MATERIAL PROVIDED —

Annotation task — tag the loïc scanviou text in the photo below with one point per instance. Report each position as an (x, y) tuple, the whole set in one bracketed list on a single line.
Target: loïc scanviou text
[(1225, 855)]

* * *

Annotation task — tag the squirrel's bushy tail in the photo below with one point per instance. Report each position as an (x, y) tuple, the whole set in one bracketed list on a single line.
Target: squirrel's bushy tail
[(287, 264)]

TASK —
How many lines in the records above contain the string "tuple", with case counting? Reply with the number alone.

RESPONSE BELOW —
2